Records (Deprecated)

Deprecated since version 2.0: The Record system will be removed in v2. Use TypedDict instead.

When using TypedDict, define key constants in classes (e.g., MyItem.ID) to avoid typos and enable IDE autocomplete. Prefix keys with package name using underscore _ as delimiter to avoid conflicts between different data sources.

Migration to TypedDict

The Record system provided a way to compose heterogeneous data from various sources. The recommended replacement is Python’s built-in TypedDict, which offers better IDE support and static type checking.

Old way (deprecated):

from attrs import define
from datamaestro.record import Item, Record, record_type

@define
class DocumentItem(Item):
    text: str

@define
class ScoreItem(Item):
    value: float

record = Record(DocumentItem("hello"), ScoreItem(0.95))
print(record[DocumentItem].text)  # "hello"

New way (recommended):

from typing import TypedDict

# Define key constants in classes for IDE autocomplete and to avoid typos
class DocumentItem:
    ID = "mypackage_document"

class ScoreItem:
    ID = "mypackage_score"
=======
Instruction 1 — Translate this sentence from the documentation page into Spanish: "The recommended replacement is Python’s built-in TypedDict, which offers better IDE support and static type checking."
Instruction 2 — Reproduce the records word for word, starting at the line that contains "# for each instance of the control" and running through the end of the records, both ends included.
The documentation page and the records come from two unrelated sources.

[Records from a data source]
=======
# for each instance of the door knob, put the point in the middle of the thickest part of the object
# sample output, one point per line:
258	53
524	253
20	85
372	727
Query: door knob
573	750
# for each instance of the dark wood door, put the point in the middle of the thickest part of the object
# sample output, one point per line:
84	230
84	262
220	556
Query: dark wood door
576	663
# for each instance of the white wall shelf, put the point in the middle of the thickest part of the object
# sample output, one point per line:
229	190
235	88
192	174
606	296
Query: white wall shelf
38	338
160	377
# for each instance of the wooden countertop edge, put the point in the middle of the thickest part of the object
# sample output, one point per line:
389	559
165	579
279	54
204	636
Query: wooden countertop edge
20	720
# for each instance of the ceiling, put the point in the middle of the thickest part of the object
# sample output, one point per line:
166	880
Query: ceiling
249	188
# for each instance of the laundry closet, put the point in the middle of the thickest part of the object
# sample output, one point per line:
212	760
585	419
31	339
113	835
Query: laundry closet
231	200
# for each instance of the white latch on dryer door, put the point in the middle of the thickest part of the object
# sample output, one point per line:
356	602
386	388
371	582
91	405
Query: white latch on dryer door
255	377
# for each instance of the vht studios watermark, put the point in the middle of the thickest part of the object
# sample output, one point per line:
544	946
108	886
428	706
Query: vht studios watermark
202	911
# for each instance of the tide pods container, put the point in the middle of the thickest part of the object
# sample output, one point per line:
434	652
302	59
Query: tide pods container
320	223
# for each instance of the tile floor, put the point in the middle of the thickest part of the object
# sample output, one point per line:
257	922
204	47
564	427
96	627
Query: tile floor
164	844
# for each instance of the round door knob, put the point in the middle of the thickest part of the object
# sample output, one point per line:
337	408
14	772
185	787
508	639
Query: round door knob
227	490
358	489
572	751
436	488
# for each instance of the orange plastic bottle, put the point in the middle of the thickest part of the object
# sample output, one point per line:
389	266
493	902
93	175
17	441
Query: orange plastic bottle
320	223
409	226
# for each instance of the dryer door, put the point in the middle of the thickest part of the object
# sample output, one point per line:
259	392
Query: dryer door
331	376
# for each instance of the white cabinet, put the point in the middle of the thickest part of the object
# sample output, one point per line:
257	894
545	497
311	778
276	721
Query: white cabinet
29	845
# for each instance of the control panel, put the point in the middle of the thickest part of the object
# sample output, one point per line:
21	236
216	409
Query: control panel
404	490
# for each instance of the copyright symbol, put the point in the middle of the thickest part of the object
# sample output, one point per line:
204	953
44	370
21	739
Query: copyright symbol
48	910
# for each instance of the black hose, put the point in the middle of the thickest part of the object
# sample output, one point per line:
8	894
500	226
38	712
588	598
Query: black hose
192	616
=======
Correct result 1 — El reemplazo recomendado es TypedDict, integrado en Python, que ofrece mejor compatibilidad con los IDE y verificación estática de tipos.

Correct result 2 —
# for each instance of the control panel, put the point in the middle of the thickest part of the object
# sample output, one point per line:
21	236
216	409
Query: control panel
404	490
# for each instance of the copyright symbol, put the point in the middle of the thickest part of the object
# sample output, one point per line:
204	953
44	370
21	739
Query: copyright symbol
48	910
# for each instance of the black hose, put the point in the middle of the thickest part of the object
# sample output, one point per line:
8	894
500	226
38	712
588	598
Query: black hose
192	616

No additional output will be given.